→ **EXTRACTED MATERIAL**
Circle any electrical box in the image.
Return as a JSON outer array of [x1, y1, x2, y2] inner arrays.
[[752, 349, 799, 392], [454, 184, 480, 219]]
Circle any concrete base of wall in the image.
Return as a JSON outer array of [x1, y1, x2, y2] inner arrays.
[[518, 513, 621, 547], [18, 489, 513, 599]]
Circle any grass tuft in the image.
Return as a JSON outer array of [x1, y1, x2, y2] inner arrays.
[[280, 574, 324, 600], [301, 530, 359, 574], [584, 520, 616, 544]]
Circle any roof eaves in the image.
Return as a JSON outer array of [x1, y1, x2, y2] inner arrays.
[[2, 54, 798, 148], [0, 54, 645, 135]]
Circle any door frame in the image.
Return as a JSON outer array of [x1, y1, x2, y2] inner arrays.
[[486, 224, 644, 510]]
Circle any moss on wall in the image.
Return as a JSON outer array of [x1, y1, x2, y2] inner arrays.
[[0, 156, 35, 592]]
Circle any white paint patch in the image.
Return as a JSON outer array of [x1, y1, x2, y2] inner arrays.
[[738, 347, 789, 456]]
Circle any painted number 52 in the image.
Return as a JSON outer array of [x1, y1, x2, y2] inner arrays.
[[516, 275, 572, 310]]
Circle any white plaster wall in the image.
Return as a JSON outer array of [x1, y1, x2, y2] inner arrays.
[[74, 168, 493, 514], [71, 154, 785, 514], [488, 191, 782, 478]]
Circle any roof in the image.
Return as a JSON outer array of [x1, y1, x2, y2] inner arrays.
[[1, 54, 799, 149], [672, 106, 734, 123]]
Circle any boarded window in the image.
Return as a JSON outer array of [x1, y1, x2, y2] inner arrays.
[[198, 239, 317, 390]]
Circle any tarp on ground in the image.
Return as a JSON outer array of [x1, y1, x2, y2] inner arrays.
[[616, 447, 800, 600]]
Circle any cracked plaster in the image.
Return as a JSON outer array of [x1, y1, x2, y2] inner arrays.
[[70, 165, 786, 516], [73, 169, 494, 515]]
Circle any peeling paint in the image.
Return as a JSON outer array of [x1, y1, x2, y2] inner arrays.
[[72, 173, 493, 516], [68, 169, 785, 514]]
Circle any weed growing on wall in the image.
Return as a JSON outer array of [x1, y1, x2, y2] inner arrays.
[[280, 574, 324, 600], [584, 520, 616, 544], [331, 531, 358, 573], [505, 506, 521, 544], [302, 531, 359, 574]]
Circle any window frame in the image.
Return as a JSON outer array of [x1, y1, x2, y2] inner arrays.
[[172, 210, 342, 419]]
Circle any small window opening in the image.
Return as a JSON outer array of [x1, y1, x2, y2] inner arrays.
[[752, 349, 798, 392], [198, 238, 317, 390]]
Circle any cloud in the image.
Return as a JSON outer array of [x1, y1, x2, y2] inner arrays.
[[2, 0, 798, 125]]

→ **PROMPT**
Your reply should hold all the entries, each repeated without a single change.

→ **EXERCISE RESULT**
Circle any electrical box in the image.
Return as a JSON outer array of [x1, y1, x2, y2] inner arrays.
[[752, 349, 799, 392], [454, 184, 480, 219]]
Circle any concrete base of wall in the image.
Return as a JSON outer array of [x1, y1, x2, y2] inner arrays.
[[518, 513, 621, 547], [18, 489, 513, 599]]
Circle any grass tuft in the image.
Return as a JSON outer array of [x1, y1, x2, y2] inner arrays.
[[280, 574, 324, 600], [301, 530, 359, 574], [584, 520, 616, 544]]
Circle any roof eaves in the image.
Return as a JSON outer array of [x1, y1, x2, y2] inner arrays.
[[2, 54, 798, 148], [0, 54, 645, 135]]
Circle any door frame in the image.
Return as a JSON outer array of [x1, y1, x2, y2] inner arrays.
[[486, 224, 644, 510]]
Circle any moss on wall in the image.
Return as a JSON outer array of [x1, y1, x2, y2] inner arrays.
[[0, 156, 35, 592]]
Circle any white paint patch in the image.
Return as a JSON outer array of [x1, y1, x2, y2] inner arrays.
[[738, 347, 789, 456]]
Circle any painted number 52 in the image.
Return as a JSON outer array of [x1, y1, x2, y2] inner arrays.
[[516, 275, 572, 310]]
Circle any white plaster wall in the image.
Return as a JSON outer array of [x1, y1, x2, y2] inner arrays.
[[74, 168, 493, 514], [71, 154, 785, 514], [488, 191, 782, 478]]
Circle any roof in the image.
Return as a JSON outer array of [x1, y1, x2, y2] inner arrays.
[[1, 54, 799, 149], [672, 106, 734, 123]]
Circle any boarded window in the image.
Return as a JSON outer array of [x1, y1, x2, y2] inner arrays.
[[198, 239, 317, 390]]
Circle any tarp on ground in the image.
Return as a JSON outer array of [x1, y1, x2, y2] inner arrays.
[[616, 447, 800, 600]]
Circle any cracked plaster in the image.
Return as a JSON outer array of [x1, y1, x2, y2] inner arrays.
[[70, 165, 786, 516], [73, 169, 494, 515]]
Circle any peeling paint in the image.
Return as a JSON outer array of [x1, y1, x2, y2] inner arrays.
[[72, 173, 493, 516], [68, 169, 785, 514]]
Circle any weed growing on wall in the image.
Return as a JSON outer array of [x1, y1, x2, y2] inner arrays.
[[280, 574, 324, 600], [584, 520, 616, 544], [331, 531, 358, 573], [505, 506, 521, 544], [302, 531, 359, 574]]
Circle any window frame in the image.
Return as a JSON outer array of [x1, y1, x2, y2] inner arrays.
[[172, 210, 342, 419]]
Circle any small window opening in the image.
Return as a JSON outer array of [x1, y1, x2, y2] inner arrays.
[[752, 349, 798, 392], [198, 238, 317, 390]]
Circle any cloud in the image.
Return as a JSON outer array of [x1, y1, x2, y2] inner arrays.
[[2, 0, 798, 125]]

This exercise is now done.